*STATED TASK A*: From the related rates notes, copy the part that opens with the words containing "Partial Derivatives" and closes with "known or unknown.".
*STATED TASK B*: In the related rates notes, which subheadings fall under the heading "Mathematical Tools"? List every one.
*STATED TASK C*: Pick up the related rates notes after their final sentence and continue them.

Measures how fast one quantity changes given the rate of change of another, using implicit differentiation and time as an independent parameter.

Fundamental Concepts

Variables and Functions

Multiple variables linked by an equation: often geometric (e.g., radius, volume) or physical quantities. Each variable is a function of time t.

Rates of Change

Instantaneous rates: derivatives with respect to time (d/dt). Known rates given, unknown rates to be found.

Chain Rule

Core tool: differentiates composite functions. If y depends on x and x on t, then dy/dt = (dy/dx)(dx/dt).

Mathematical Tools

Implicit Differentiation

Differentiating equations where variables are mixed without explicit isolation. Essential for relating rates.

Partial Derivatives

Used in multivariable cases to isolate influence of single variables when others vary simultaneously.

Chain Rule Application

Stepwise differentiation: identify dependent variables, apply chain rule considering time dependence.

Problem-Solving Strategy

Step 1: Identify Variables

Determine all relevant variables and which rates are known or unknown.

*MATERIAL SUPPLIED*:
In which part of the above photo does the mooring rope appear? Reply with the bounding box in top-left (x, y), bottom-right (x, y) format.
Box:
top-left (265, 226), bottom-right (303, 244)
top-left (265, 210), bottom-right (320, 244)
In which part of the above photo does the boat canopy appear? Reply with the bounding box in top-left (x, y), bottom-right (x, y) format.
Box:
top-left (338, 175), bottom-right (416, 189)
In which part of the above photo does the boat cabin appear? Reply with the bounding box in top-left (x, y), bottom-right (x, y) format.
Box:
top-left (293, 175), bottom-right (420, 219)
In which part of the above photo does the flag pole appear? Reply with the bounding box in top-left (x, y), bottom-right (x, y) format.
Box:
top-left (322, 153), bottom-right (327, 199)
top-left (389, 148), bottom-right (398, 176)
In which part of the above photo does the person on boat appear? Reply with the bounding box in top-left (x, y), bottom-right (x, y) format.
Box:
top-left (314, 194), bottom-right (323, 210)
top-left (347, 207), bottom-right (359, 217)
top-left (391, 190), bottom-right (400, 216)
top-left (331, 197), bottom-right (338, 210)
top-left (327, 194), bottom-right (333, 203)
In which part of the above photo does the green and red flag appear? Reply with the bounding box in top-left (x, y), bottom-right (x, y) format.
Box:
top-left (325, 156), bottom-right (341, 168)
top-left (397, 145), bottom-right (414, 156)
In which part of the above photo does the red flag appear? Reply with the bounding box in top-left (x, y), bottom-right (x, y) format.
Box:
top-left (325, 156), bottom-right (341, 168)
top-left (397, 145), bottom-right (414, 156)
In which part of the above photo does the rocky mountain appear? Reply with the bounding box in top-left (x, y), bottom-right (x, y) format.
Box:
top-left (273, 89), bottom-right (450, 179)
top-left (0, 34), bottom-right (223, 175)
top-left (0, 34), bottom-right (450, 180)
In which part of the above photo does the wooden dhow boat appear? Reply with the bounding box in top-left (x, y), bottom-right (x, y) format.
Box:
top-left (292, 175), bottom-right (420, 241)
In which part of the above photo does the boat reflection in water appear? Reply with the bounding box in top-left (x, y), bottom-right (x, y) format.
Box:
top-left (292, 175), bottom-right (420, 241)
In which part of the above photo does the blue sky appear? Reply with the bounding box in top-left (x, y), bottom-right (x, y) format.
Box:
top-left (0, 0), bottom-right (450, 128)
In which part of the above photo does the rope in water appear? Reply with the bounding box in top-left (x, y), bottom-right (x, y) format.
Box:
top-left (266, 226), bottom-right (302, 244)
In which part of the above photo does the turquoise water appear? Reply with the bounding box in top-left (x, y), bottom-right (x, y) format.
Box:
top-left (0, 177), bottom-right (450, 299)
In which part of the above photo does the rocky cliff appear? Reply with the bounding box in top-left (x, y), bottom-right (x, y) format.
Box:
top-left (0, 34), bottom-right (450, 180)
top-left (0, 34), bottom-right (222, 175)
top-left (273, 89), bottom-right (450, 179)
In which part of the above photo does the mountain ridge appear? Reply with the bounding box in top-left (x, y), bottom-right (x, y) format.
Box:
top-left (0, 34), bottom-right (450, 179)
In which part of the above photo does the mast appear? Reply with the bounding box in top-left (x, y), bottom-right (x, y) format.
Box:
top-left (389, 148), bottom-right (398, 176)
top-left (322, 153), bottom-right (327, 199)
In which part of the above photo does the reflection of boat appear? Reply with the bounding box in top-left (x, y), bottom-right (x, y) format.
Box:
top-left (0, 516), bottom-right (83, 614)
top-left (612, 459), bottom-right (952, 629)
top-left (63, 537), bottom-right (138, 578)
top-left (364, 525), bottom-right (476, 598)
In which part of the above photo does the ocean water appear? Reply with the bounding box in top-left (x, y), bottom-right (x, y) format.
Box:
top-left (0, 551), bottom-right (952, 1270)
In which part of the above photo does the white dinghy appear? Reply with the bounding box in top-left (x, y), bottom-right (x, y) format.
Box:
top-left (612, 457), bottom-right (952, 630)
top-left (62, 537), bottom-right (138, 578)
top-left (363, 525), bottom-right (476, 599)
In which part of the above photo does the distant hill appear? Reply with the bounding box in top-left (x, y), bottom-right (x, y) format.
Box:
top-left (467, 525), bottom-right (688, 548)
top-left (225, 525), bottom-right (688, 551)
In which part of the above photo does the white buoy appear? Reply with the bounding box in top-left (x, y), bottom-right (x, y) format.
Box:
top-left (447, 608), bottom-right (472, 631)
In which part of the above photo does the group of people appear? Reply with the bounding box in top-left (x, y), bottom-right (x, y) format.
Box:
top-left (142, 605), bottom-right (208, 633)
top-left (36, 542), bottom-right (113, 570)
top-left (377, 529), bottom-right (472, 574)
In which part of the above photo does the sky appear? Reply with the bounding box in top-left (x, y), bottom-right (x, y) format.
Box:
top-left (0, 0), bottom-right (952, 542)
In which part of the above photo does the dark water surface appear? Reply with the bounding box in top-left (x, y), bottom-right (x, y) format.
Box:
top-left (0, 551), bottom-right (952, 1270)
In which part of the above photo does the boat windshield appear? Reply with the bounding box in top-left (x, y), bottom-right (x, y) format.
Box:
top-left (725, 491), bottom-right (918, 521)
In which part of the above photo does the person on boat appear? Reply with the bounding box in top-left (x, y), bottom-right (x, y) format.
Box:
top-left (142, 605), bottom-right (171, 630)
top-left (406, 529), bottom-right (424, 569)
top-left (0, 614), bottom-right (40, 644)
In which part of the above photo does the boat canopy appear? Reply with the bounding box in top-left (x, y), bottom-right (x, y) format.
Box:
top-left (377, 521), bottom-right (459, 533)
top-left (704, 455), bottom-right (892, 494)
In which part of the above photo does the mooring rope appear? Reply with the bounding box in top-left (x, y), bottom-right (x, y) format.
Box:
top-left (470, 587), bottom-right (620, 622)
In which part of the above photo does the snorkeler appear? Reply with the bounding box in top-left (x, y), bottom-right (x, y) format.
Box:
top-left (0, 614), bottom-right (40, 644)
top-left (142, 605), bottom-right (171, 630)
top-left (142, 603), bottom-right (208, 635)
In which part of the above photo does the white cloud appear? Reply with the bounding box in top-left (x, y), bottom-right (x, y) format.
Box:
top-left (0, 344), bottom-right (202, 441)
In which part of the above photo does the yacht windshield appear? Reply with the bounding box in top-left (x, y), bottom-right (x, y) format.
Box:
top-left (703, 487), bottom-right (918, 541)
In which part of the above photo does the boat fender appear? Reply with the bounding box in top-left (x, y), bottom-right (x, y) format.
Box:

*RESPONSE A*:
Partial Derivatives

Used in multivariable cases to isolate influence of single variables when others vary simultaneously.

Chain Rule Application

Stepwise differentiation: identify dependent variables, apply chain rule considering time dependence.

Problem-Solving Strategy

Step 1: Identify Variables

Determine all relevant variables and which rates are known or unknown.

*RESPONSE B*:
Implicit Differentiation
Partial Derivatives
Chain Rule Application

*RESPONSE C*:
Step 2: Write Equation Relating Variables

Formulate equation connecting variables, usually geometric or physical relation.

Step 3: Differentiate Implicitly

Apply d/dt to both sides, using chain rule to express derivatives in terms of rates.

Step 4: Substitute Known Values

Insert given numerical rates and variable values at the instant of interest.

Step 5: Solve for Unknown Rate

Algebraically isolate and calculate the desired rate of change.

Common Types of Related Rates Problems

Geometric Problems

Volumes, areas, perimeters changing with dimensions: spheres, cones, cylinders.

Motion Problems

Objects moving with respect to each other: boats, cars, shadows, ladders.

Fluid Problems

Rates of inflow/outflow affecting levels or volumes in containers.

Optics and Angles

Changing angles in rotating objects or light cones.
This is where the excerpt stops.